--- begin ---

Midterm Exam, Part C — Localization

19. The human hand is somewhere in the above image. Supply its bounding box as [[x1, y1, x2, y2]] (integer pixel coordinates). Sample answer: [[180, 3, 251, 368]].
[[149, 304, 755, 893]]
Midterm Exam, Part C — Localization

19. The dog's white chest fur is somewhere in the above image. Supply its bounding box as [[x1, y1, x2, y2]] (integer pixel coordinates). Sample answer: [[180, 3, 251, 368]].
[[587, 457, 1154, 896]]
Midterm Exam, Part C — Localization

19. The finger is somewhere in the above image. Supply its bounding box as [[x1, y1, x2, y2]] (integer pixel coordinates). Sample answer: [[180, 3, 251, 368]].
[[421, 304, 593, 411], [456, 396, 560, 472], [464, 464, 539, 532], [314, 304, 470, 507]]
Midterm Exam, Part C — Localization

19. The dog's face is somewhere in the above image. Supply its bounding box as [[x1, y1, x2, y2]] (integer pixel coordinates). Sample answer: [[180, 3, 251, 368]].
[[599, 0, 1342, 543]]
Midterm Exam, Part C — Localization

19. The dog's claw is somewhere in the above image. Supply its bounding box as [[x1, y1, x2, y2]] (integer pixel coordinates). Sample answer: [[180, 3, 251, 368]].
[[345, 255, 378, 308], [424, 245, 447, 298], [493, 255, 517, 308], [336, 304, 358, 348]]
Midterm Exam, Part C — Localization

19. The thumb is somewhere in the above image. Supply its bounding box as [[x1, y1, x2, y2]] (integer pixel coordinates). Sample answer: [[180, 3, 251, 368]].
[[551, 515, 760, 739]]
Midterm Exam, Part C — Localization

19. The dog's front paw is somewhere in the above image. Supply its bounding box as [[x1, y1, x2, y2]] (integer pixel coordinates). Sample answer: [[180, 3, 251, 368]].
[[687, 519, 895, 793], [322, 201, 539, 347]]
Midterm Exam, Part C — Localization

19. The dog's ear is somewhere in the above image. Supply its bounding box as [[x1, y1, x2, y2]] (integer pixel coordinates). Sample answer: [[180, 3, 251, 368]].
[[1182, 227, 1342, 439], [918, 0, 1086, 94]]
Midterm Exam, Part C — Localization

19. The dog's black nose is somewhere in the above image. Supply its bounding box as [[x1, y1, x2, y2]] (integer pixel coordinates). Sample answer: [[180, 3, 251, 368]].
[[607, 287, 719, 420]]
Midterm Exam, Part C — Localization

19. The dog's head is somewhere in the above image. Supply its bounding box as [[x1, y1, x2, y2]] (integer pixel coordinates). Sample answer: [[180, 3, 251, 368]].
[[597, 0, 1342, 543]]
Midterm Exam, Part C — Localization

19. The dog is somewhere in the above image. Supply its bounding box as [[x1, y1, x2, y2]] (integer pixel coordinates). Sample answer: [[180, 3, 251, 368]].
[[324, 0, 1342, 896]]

--- end ---
--- begin ---

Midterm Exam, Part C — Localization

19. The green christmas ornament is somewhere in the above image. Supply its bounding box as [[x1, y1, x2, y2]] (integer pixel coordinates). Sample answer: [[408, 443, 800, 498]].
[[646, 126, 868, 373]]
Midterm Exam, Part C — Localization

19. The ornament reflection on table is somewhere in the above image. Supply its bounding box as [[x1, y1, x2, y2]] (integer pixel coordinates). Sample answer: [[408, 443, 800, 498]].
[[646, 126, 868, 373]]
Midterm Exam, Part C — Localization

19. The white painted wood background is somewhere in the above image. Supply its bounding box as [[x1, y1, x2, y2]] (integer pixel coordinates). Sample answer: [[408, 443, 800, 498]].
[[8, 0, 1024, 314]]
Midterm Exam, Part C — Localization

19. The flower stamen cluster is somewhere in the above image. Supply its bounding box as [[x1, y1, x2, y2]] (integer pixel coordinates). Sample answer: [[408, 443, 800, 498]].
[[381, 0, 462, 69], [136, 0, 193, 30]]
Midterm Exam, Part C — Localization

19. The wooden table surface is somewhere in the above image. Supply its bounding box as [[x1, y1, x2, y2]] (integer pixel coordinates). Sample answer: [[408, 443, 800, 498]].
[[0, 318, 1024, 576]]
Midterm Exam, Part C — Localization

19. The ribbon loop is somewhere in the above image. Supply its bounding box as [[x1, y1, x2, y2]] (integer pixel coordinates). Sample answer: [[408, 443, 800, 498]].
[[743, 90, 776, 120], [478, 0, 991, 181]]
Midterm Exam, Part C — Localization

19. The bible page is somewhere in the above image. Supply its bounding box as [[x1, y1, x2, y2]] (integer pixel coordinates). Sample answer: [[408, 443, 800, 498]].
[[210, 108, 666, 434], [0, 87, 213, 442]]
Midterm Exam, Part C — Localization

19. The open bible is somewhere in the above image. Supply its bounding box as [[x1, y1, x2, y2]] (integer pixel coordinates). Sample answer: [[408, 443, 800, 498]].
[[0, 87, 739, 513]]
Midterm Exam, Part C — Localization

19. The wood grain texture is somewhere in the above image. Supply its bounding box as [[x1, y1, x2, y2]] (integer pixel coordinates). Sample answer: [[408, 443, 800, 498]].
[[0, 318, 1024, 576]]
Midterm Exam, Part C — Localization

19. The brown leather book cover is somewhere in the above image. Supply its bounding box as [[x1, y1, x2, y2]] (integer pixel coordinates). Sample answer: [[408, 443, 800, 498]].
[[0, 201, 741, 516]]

--- end ---

From the items above, pull out every line containing the word "bible" and copy each one. Match case exactly.

19. The bible page is somewhere in the above image. Supply its bounding box as [[x1, y1, x2, y2]] (integer pixel coordinates). Sample answer: [[408, 443, 800, 498]].
19. The open bible is somewhere in the above image. Supply its bounding box as [[x1, y1, x2, y2]] (integer pixel coordinates). Sample answer: [[408, 443, 800, 498]].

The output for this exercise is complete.